§ **Exercise prompt**
Turn the listing below into a numbered list with one line per entry, dropping any blank lines and leaving the pictures out.
################
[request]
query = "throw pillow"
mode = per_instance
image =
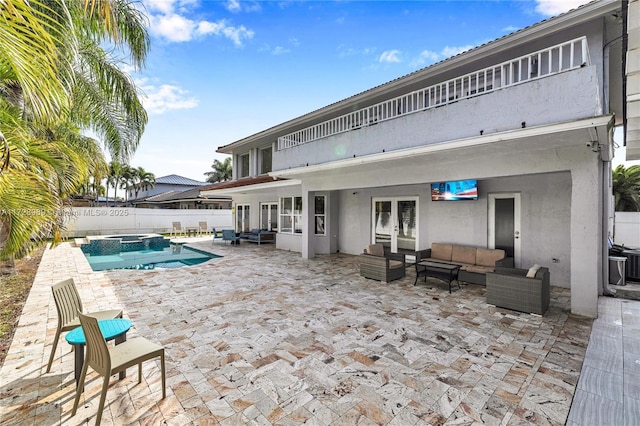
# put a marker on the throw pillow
(533, 270)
################
§ **Final answer**
1. [request]
2. query = "throw pillow"
3. mode = per_instance
4. image =
5. # put a marker on the throw pillow
6. (533, 270)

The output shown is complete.